--- WHAT THE TASK ASKS ---
Which lines in the records below contain the word "query"? Copy each one.

[RECORD SET — start]

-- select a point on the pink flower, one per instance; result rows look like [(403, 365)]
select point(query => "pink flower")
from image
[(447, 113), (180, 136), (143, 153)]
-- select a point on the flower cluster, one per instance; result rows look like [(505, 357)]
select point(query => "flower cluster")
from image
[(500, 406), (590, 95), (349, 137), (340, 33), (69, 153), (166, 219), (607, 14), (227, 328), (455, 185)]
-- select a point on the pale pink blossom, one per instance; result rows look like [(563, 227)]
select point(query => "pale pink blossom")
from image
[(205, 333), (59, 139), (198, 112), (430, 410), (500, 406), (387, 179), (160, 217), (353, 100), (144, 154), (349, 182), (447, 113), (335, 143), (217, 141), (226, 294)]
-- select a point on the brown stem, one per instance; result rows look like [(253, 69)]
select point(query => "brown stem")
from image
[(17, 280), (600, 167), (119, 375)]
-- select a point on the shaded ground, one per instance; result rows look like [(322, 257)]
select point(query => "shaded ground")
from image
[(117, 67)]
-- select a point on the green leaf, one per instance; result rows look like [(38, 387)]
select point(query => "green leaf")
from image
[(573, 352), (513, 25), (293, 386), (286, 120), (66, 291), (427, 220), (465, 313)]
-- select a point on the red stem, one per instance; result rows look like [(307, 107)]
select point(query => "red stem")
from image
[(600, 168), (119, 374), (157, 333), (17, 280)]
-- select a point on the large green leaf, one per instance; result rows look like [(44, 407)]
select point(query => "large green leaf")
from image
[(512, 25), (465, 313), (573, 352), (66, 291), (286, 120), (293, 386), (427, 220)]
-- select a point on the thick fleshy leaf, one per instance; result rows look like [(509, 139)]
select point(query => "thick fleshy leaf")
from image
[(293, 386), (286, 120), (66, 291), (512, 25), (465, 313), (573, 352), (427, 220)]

[RECORD SET — finish]
[RECORD SET — start]

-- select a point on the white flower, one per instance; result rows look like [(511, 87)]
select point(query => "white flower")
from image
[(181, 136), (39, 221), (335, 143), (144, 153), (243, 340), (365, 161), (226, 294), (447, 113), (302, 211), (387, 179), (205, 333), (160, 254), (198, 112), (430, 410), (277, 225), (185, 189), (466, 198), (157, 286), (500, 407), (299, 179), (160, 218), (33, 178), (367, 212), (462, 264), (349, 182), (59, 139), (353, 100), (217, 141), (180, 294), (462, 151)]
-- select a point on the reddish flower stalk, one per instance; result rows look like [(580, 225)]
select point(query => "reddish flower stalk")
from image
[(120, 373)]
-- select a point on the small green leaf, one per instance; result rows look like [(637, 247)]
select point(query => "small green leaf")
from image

[RECORD SET — finish]

--- OUTPUT OF THE TASK ---
select point(query => "pink flower")
select point(query => "flower cluster")
select point(query => "pale pink blossom")
select point(query => "brown stem")
select point(query => "shaded ground")
select point(query => "green leaf")
select point(query => "red stem")
select point(query => "large green leaf")
select point(query => "thick fleshy leaf")
select point(query => "white flower")
select point(query => "reddish flower stalk")
select point(query => "small green leaf")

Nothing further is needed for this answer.